▸ What you have to do: Repeat exactly the lines from the line containing "wooden hut, written as integer pixel values." through the last line of the records below, inclusive, and nothing else.

• • • • •

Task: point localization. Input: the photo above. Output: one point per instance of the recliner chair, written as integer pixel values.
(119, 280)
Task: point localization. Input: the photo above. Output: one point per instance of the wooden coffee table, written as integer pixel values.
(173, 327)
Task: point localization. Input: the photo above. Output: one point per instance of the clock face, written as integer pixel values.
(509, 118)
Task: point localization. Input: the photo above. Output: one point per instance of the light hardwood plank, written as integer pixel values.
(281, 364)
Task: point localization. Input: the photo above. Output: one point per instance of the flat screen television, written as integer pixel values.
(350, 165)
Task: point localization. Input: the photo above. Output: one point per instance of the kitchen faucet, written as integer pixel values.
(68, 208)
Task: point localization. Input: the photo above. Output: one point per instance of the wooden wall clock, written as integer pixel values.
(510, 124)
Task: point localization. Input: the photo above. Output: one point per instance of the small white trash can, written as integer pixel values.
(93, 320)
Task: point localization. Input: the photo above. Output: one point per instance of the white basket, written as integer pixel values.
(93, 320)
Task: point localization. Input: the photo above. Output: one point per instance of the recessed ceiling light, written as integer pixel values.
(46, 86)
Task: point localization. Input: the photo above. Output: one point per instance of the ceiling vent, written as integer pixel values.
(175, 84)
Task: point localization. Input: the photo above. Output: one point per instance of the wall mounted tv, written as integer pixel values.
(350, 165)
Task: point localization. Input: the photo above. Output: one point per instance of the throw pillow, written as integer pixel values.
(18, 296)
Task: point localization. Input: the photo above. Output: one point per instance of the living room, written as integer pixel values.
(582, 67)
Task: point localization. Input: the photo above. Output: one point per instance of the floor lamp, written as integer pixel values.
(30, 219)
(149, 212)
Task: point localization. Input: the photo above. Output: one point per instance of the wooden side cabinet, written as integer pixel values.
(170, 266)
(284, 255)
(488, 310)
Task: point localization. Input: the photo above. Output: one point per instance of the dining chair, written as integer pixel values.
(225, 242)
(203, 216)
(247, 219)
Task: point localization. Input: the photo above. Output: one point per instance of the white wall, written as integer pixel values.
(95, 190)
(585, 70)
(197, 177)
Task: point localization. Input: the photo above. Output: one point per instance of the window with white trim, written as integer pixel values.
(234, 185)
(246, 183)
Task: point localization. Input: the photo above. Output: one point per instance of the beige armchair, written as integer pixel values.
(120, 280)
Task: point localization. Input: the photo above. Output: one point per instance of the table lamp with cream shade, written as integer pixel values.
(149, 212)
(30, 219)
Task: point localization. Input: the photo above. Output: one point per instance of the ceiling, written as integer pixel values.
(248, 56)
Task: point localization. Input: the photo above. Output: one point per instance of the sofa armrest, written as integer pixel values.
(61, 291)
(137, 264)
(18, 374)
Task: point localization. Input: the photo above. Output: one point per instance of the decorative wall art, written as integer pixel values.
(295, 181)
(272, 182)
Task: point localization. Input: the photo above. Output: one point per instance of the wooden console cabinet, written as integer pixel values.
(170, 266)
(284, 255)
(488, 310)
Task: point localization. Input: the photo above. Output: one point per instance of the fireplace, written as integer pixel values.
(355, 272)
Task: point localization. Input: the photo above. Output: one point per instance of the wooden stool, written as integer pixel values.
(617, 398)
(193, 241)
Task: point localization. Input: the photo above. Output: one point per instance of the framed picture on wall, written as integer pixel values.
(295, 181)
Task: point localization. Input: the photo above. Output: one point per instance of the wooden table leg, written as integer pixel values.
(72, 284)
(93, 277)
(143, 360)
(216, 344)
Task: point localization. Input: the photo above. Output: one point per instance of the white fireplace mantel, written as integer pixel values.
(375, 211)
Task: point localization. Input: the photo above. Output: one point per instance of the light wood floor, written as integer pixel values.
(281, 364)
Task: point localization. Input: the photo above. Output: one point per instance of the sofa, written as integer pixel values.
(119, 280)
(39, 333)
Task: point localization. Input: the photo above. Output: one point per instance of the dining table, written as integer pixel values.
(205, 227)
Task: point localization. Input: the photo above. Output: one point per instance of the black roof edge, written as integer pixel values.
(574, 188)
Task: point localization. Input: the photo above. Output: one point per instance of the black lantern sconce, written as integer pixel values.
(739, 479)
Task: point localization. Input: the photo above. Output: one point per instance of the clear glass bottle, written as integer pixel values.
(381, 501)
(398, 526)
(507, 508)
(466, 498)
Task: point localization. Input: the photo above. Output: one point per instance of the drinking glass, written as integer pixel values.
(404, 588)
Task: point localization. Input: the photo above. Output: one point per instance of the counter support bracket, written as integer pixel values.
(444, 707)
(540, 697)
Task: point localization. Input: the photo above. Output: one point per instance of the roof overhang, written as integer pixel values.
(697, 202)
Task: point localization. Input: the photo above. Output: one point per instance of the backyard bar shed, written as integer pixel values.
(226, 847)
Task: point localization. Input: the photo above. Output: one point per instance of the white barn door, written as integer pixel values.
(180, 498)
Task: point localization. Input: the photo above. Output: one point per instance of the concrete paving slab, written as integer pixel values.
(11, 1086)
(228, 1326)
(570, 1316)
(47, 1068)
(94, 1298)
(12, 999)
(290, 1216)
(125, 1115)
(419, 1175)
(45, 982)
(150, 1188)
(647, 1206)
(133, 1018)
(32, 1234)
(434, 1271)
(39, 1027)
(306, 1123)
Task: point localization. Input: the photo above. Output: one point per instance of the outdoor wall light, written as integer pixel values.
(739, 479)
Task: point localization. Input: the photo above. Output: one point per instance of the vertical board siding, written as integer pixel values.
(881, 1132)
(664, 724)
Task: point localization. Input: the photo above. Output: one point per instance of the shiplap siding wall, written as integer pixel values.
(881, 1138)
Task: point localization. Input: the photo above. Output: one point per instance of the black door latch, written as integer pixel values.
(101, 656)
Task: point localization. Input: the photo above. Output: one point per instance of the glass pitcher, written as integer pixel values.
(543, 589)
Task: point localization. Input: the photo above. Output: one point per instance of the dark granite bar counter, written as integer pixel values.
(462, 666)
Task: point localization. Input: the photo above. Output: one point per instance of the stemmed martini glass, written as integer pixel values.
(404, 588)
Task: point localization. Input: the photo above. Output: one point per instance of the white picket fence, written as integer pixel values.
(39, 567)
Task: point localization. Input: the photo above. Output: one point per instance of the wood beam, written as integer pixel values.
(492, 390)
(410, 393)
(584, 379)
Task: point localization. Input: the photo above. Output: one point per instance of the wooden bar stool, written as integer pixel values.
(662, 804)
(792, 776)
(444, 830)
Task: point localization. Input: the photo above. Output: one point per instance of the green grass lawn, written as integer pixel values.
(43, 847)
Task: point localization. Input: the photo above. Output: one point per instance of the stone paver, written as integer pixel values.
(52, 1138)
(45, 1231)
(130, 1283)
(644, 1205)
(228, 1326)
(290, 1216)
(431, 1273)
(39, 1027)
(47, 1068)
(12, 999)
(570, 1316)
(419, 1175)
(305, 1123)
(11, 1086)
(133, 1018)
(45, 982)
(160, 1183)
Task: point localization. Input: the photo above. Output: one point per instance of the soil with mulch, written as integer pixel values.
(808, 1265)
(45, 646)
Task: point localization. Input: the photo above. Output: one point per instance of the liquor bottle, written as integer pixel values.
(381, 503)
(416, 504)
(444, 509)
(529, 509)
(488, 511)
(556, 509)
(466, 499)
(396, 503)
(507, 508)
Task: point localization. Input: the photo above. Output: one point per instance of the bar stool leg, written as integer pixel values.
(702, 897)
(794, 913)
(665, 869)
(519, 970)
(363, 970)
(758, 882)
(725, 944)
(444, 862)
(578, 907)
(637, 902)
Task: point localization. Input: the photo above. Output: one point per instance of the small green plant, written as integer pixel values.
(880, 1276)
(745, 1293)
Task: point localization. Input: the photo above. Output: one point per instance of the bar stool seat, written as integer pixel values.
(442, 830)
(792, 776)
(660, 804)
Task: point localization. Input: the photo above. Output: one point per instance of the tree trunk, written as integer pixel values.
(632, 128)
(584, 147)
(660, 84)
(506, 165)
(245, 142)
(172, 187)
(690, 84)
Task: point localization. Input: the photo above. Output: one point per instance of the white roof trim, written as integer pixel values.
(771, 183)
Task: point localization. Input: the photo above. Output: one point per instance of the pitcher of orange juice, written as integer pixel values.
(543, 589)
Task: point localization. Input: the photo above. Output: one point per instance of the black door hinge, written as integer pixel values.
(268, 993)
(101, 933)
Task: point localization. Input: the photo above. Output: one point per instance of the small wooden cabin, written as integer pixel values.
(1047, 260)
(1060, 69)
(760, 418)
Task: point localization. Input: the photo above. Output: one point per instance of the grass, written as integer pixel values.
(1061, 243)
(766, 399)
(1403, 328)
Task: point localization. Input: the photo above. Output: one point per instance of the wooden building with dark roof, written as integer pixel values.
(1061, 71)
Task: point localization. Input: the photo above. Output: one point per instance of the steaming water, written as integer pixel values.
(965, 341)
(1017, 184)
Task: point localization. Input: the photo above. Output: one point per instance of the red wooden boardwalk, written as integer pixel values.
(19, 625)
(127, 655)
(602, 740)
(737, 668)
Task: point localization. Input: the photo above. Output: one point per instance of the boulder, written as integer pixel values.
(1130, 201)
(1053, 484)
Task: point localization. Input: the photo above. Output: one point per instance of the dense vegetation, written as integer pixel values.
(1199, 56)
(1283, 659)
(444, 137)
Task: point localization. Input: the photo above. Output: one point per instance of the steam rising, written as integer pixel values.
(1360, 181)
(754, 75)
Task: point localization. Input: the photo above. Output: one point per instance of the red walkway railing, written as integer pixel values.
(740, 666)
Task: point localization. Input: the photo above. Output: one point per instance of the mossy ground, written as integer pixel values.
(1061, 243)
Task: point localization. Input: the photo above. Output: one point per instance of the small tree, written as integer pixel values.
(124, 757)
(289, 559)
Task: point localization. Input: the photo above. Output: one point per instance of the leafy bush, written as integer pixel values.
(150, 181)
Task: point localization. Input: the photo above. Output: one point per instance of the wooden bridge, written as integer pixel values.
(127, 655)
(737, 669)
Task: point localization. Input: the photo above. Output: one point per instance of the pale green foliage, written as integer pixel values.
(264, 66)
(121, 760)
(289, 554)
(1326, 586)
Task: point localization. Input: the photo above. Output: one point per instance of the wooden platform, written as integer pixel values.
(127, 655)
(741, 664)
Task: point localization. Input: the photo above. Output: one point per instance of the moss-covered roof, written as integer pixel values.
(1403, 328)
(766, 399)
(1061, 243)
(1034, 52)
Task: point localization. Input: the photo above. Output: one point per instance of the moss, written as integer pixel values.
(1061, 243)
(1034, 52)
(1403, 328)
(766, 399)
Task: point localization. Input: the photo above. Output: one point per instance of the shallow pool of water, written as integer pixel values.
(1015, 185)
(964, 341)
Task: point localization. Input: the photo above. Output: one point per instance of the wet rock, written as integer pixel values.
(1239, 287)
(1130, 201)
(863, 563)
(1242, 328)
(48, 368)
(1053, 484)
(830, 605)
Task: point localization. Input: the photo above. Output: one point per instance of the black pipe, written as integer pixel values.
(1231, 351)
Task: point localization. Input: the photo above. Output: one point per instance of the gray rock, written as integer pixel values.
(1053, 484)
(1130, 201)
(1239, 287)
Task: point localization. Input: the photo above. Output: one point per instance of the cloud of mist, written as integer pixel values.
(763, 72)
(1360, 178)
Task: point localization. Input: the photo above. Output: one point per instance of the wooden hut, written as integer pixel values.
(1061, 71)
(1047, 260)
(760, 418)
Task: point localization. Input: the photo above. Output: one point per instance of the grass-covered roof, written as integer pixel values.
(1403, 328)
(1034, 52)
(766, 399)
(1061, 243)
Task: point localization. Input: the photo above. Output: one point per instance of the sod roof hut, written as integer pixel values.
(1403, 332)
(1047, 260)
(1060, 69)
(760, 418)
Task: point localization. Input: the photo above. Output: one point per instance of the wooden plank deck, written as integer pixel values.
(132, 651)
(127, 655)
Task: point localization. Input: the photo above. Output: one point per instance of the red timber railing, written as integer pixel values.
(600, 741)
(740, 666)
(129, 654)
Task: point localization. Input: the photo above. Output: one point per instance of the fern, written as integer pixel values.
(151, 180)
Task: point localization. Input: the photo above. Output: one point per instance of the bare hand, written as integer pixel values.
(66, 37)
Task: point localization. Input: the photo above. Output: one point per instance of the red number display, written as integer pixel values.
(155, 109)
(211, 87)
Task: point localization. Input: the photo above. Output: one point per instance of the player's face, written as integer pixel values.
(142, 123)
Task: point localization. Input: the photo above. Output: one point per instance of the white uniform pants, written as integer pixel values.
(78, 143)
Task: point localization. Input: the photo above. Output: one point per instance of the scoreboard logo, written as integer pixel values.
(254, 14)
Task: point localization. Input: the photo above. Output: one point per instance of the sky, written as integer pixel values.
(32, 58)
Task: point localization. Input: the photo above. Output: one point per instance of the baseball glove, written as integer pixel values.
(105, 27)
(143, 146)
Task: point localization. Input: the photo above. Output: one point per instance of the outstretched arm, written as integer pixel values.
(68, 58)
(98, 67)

• • • • •

▸ Complete output:
Task: point localization. Input: the photo above. Output: one point per instance of the wooden hut, written as integer pixel values.
(1061, 71)
(1047, 260)
(760, 418)
Task: point localization. Input: the photo above. Output: one point per instance of the grass-covered roof, written as integer pixel values.
(1403, 328)
(1034, 52)
(766, 399)
(1061, 243)
Task: point localization. Input: the photo above. Output: one point per instance of the sod roof hut, written as integer pixel values.
(1403, 332)
(1047, 260)
(1060, 69)
(760, 418)
Task: point localization. Input: the photo above. Output: one point per instance of the wooden plank deck, written as integer pixel values.
(132, 651)
(127, 655)
Task: point localization. Input: the photo above. Output: one point per instance of the red timber railing, written as integer pixel values.
(600, 741)
(740, 666)
(129, 654)
Task: point localization. Input: the photo above. Output: one point per instance of the fern, written as integer pixel values.
(151, 180)
Task: point localization. Input: the photo above. Output: one point per instance of the bare hand, written as integer pixel values.
(66, 37)
Task: point localization. Input: the photo above. Output: one point per instance of the red number display, written as integer pixel values.
(155, 109)
(211, 87)
Task: point localization. Input: the photo above. Output: one point per instance of the player's face, written as integer pixel values.
(142, 123)
Task: point localization. Input: the photo above. Output: one point per instance of the white uniform pants, written as integer pixel values.
(78, 143)
Task: point localization. Input: the photo above. Output: one point per instance of the scoreboard logo, written as integer pixel values.
(254, 14)
Task: point localization. Input: the photo above. Output: one point per instance of the sky, written as integer pixel values.
(32, 58)
Task: point localization. Input: the photo above. Output: one point per instance of the baseball glove, written as integer pixel values.
(105, 27)
(143, 146)
Task: point localization. Input: the photo above. Output: one point per instance of the outstretched arm, written as integer pixel values.
(68, 58)
(98, 67)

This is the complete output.